• [TASK REQUIREMENTS]:
**A.** In the passage about kinds of stress, which form of stress is called the most common?
**B.** Carry on the passage about kinds of stress, picking up right after its last sentence.

• [READING PASSAGE]:
- Opening Delimiter -

The Different Kinds of Stress

Stress management can be complicated and confusing because there are different types of stress--acute stress, episodic acute stress, and chronic stress -- each with its own characteristics, symptoms, duration, and treatment approaches. Let's look at each one.

Acute Stress

Acute stress is the most common form of stress. It comes from demands and pressures of the recent past and anticipated demands and pressures of the near future. Acute stress is thrilling and exciting in small doses, but too much is exhausting. A fast run down a challenging ski slope, for example, is exhilarating early in the day. That same ski run late in the day is taxing and wearing. Skiing beyond your limits can lead to falls and broken bones. By the same token, overdoing on short-term stress can lead to psychological distress, tension headaches, upset stomach, and other symptoms.

Fortunately, acute stress symptoms are recognized by most people. It's a laundry list of what has gone awry in their lives: the auto accident that crumpled the car fender, the loss of an important contract, a deadline they're rushing to meet, their child's occasional problems at school, and so on.

- Closing Delimiter -

• [STUDY MATERIAL]:
- Opening Delimiter -

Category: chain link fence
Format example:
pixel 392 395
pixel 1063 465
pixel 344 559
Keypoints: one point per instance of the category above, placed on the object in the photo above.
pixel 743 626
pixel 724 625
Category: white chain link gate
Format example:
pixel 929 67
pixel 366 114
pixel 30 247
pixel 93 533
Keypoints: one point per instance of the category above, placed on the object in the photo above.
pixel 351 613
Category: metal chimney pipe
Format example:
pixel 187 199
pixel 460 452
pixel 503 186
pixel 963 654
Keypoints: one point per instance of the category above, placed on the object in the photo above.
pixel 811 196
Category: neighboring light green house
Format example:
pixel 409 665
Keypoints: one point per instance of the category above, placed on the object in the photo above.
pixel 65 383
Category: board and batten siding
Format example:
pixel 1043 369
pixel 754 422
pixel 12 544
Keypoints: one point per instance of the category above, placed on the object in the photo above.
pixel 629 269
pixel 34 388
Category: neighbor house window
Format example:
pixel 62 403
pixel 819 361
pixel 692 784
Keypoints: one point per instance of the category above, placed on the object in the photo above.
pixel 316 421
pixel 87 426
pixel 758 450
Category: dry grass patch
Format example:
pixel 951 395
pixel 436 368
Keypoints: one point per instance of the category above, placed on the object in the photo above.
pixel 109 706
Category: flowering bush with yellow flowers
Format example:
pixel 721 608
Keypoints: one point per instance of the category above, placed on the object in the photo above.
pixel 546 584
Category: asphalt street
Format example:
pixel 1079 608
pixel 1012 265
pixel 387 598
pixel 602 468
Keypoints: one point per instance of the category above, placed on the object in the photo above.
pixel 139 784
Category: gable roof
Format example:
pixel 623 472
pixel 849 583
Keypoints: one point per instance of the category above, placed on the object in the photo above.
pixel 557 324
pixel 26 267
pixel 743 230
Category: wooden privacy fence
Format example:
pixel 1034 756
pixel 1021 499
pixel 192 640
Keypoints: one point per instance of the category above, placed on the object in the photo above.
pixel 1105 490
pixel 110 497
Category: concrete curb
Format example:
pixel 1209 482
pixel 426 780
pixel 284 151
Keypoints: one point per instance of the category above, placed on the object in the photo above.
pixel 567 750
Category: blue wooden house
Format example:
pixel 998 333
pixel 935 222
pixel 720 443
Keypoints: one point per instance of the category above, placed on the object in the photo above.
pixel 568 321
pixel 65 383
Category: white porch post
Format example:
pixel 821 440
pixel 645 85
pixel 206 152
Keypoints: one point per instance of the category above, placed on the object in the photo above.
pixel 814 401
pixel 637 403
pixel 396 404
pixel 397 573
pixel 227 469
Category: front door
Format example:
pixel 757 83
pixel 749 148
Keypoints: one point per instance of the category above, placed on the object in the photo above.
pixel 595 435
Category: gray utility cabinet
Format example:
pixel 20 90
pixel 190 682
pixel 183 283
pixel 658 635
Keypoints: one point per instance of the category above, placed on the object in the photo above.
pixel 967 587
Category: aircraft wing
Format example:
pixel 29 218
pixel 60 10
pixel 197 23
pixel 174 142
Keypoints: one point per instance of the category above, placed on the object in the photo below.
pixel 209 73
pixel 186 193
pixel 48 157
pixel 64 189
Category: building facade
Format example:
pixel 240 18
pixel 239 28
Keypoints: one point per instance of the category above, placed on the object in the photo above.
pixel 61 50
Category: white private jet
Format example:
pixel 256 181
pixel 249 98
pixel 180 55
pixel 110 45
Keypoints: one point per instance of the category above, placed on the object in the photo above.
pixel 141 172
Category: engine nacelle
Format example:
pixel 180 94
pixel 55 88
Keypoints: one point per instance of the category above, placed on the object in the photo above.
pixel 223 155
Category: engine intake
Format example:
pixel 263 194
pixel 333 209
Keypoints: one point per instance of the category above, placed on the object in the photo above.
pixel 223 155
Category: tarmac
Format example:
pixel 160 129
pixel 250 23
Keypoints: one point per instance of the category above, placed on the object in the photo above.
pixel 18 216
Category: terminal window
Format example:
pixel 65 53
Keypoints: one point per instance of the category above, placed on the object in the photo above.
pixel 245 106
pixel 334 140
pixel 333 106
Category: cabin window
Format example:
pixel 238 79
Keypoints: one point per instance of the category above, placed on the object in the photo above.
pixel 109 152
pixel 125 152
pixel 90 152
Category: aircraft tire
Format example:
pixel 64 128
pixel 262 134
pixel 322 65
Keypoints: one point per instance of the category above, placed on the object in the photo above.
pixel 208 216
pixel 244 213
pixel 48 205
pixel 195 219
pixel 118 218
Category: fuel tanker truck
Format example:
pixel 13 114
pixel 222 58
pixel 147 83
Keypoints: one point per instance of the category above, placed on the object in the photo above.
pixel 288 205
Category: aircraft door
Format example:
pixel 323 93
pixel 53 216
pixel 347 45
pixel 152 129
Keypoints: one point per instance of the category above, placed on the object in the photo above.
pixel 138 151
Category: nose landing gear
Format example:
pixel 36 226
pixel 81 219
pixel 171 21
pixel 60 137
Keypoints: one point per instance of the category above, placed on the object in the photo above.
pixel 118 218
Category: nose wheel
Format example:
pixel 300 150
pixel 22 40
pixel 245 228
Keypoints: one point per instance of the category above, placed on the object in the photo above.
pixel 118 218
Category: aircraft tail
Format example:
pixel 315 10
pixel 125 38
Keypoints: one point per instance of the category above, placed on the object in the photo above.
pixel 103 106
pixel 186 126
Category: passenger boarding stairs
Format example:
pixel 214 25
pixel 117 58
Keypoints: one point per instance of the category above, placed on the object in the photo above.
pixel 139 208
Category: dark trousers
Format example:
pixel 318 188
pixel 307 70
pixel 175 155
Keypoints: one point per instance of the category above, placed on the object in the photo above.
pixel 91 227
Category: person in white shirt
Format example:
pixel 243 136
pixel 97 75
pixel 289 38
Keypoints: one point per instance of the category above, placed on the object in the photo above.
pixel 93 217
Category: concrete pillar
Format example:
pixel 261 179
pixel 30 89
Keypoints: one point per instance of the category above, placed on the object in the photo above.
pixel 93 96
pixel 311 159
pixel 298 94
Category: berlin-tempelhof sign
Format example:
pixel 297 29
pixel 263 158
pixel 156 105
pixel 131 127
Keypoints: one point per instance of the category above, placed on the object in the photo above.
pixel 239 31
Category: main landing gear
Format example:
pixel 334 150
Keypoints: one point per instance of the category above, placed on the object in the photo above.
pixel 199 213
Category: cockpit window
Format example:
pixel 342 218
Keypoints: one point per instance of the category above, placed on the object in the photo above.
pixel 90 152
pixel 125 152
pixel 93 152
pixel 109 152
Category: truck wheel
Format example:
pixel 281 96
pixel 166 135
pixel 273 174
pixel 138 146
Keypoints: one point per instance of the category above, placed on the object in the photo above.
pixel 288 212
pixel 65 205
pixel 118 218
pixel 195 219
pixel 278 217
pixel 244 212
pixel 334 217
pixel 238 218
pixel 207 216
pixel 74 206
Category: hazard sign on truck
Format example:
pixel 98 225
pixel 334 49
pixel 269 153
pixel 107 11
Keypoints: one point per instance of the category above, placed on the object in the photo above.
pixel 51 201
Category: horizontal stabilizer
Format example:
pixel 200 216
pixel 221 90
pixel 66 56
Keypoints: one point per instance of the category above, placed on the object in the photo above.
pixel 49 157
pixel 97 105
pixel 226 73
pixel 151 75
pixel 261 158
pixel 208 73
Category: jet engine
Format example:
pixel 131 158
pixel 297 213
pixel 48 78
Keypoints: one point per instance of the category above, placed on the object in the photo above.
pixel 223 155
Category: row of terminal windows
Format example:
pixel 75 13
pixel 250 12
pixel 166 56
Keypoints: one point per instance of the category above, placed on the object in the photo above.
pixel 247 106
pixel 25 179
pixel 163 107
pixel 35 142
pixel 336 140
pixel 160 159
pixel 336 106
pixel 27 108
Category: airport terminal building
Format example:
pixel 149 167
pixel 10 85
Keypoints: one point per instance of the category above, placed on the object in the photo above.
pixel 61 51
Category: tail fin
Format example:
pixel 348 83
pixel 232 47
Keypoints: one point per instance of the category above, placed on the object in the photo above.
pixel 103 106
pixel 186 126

- Closing Delimiter -

• [RESPONSES PER TASK]:
**A.** Acute stress.

**B.**
Because it is short term, acute stress doesn't have enough time to do the extensive damage associated with long-term stress. The most common symptoms are:

  • emotional distress--some combination of anger or irritability, anxiety, and depression, the three stress emotions;
  • muscular problems including tension headache, back pain, jaw pain, and the muscular tensions that lead to pulled muscles
  • stomach, gut and bowel problems such as heartburn, acid stomach, flatulence, diarrhea, constipation, and irritable bowel syndrome;
  • elevation in blood pressure, rapid heartbeat, sweaty palms, heart palpitations, dizziness, migraine headaches, cold hands or feet, shortness of breath, and chest pain.

    Episodic Acute Stress

    There are those, however, who suffer acute stress frequently, whose lives are so disordered that they are studies in chaos and crisis. They're always in a rush, but always late. If something can go wrong, it does. They take on too much, have too many irons in the fire, and can't organize the slew of self-inflicted demands and pressures clamoring for their attention. They seem perpetually in the clutches of acute stress.

    It is common for people with acute stress reactions to be over aroused, short-tempered, irritable, anxious, and tense. Often, they describe themselves as having "a lot of nervous energy." Always in a hurry, they tend to be abrupt, and sometimes their irritability comes across as hostility. Work or school becomes a very stressful place for them.

    Another form of episodic acute stress comes from ceaseless worry. "Worry warts" see disaster around every corner and pessimistically forecast catastrophe in every situation. The world is a dangerous, unrewarding, punitive place where something awful is always about to happen. These people also tend to be tense, but are more anxious and depressed than angry and hostile.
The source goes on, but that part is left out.